## Task prompt
Write out, word for word, the lines of the listing from the one containing "Reviewer note: confirm that each instance of the woman's" through the end of the listing, inclusive.

## Data entries
--- Begin ---

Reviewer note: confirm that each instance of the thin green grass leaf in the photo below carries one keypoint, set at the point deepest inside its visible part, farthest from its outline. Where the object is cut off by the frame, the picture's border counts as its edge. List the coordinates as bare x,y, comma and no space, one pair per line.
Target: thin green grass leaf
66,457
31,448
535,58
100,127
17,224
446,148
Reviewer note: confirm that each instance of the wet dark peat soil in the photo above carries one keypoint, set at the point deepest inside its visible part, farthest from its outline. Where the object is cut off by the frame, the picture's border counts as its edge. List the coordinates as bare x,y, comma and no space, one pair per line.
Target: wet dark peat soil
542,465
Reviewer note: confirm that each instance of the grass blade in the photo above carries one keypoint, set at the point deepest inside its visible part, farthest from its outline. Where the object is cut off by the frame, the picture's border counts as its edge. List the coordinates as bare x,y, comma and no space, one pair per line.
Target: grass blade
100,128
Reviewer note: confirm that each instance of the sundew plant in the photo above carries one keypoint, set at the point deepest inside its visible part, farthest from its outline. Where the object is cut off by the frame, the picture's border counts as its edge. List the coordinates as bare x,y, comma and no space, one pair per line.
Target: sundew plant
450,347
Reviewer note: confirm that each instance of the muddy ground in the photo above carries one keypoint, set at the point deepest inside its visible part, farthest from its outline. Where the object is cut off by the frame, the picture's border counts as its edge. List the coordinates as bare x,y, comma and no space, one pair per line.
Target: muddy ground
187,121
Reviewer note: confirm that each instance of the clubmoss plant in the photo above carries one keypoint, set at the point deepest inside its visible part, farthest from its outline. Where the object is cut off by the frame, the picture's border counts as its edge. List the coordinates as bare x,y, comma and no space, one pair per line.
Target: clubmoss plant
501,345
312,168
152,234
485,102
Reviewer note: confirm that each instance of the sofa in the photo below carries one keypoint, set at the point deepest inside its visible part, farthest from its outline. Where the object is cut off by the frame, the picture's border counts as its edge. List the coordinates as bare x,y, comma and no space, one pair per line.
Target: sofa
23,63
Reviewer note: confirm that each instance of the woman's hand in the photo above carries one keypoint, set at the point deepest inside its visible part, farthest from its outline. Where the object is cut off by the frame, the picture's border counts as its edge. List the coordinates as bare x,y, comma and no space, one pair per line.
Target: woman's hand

--- End ---

## Output of the task
Reviewer note: confirm that each instance of the woman's hand in the photo above carries one keypoint, set at the point deepest inside its visible part, farthest from its outline. Where the object is cut off by the frame, the picture's border counts as its edge. List the coordinates as bare x,y, comma and no space, one pair per line.
Target: woman's hand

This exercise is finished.